■ Questions on the material
(1) Do the following statements agree with the article about Alice Han? For each, answer yes or no, and quote the words from the article that decide it.
(a) Han gave a TEDx Beacon Street talk on violence against women and girls last November.
(b) Han wrote her op-ed about violence against women and girls for CNN in May.
(c) Han says the subject of sexual violence never made her uncomfortable.
(2) Carry on the article about Alice Han, beginning right after its last sentence.

-- Page text follows --

Photo by Sarah Sholes

2 min read

Sometimes when obstetrician and gynecologist Alice Han talks with people about the subject of violence against women and girls, she sees them shift about nervously.

“Any time you talk about things like sexual violence, it can make people uncomfortable,” she said. “It used to make me uncomfortable too.”

Her discomfort didn’t last. The more Han learned about the issue — in particular, how prevalent it is, with one in three women around the world experiencing certain types of it during their lives — the more she felt compelled to do something about it.

Last November, she did. She gave a well-received TEDx Beacon Street talk on violence against women and girls, or VAWG. And in March she wrote an op-ed about VAWG for CNN.

Han, who graduated in May with a master’s in public health in clinical effectiveness from Harvard T.H. Chan School of Public Health, plans to continue speaking up about VAWG. She said that experts have made great progress in recent years in addressing VAWG through research that quantifies and qualifies the problem and by developing strategies for prevention. But she thinks that the general population tends to see it as a “messy” problem that’s difficult to address — so it often gets ignored.

-- Page text concluded --
-- Supplied records follows --

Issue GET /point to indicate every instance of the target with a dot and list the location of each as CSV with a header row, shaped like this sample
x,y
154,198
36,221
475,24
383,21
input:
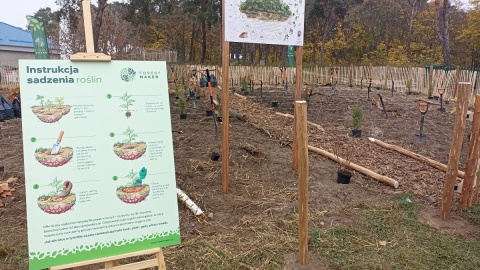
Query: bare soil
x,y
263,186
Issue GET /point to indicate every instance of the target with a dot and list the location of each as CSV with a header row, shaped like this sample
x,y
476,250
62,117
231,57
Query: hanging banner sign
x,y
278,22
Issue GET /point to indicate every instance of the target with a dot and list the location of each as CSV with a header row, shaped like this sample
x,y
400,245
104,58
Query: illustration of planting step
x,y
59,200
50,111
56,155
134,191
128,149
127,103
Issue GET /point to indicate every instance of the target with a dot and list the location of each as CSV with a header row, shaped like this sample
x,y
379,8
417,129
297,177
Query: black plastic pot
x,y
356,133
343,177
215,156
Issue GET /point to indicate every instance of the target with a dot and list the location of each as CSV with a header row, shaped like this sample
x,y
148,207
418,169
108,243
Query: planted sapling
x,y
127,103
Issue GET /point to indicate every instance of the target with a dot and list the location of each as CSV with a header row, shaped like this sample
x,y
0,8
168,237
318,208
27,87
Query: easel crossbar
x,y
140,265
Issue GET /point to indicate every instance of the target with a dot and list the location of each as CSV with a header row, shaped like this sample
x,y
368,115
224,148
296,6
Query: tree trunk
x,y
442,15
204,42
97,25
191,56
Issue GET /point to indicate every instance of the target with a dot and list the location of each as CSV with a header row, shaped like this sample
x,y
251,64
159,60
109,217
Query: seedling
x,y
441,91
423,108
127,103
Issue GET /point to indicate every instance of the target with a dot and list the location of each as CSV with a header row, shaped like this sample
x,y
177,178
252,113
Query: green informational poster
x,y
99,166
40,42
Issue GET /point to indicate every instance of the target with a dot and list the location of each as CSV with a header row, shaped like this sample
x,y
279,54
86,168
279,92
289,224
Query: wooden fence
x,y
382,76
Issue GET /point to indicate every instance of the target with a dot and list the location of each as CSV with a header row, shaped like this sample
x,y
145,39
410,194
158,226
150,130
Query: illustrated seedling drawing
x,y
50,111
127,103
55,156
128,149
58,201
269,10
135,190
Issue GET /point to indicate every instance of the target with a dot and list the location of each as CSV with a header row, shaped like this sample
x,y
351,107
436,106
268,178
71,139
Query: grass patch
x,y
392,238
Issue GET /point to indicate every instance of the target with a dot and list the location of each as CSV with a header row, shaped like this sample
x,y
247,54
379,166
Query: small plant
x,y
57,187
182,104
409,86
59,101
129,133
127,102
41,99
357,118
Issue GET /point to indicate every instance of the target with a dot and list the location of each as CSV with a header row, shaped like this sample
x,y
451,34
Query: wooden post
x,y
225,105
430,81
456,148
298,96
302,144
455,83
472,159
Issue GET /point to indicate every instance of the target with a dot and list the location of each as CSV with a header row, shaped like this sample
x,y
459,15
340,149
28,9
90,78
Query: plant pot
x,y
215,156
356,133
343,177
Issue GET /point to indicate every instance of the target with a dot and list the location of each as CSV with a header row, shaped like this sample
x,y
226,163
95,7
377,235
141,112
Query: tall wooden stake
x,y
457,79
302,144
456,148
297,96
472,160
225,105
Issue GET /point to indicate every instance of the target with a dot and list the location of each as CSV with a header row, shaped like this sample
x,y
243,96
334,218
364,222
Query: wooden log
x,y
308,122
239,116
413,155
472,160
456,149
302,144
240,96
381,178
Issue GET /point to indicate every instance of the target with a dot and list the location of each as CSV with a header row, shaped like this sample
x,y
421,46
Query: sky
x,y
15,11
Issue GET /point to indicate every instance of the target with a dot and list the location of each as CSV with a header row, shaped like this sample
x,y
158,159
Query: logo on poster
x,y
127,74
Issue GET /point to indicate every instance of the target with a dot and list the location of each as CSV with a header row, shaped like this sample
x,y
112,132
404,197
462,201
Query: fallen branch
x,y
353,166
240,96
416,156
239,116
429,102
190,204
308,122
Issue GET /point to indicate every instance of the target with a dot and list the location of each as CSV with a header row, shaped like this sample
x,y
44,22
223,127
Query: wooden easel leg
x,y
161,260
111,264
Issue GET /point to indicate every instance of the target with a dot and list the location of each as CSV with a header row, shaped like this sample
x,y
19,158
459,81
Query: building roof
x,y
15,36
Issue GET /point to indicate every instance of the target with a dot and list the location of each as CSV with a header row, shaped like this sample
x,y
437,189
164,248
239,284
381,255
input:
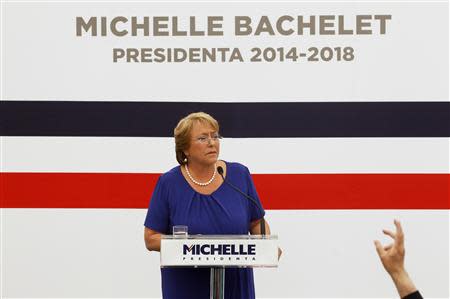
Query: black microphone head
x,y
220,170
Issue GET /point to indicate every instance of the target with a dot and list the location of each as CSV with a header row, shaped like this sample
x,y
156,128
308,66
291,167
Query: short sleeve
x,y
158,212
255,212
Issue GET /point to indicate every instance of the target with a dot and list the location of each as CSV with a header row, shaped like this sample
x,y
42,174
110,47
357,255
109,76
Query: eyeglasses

-- Supplied records concluded --

■ Answers to each task
(1)
(a) Yes: "Last November, she did. She gave a well-received TEDx Beacon Street talk on violence against women and girls, or VAWG."
(b) No: "And in March she wrote an op-ed about VAWG for CNN."
(c) No: "It used to make me uncomfortable too."

(2)
Han thinks more can be done. She wants to bring VAWG front and center, reframing it as a pandemic so that the world begins to address it through a global commitment, in the same way it addressed scourges such as smallpox, polio, and Guinea worm disease. Viewing VAWG as a pandemic makes sense because the ideas underlying its root causes, such as gender inequality, can spread like a disease, said Han—for example, boys who see their fathers abusing their mothers are more likely to grow up to be abusive in their own relationships.

“Just like we vaccinate for other diseases, we can vaccinate for VAWG — through education and training,” she said in her TEDx talk.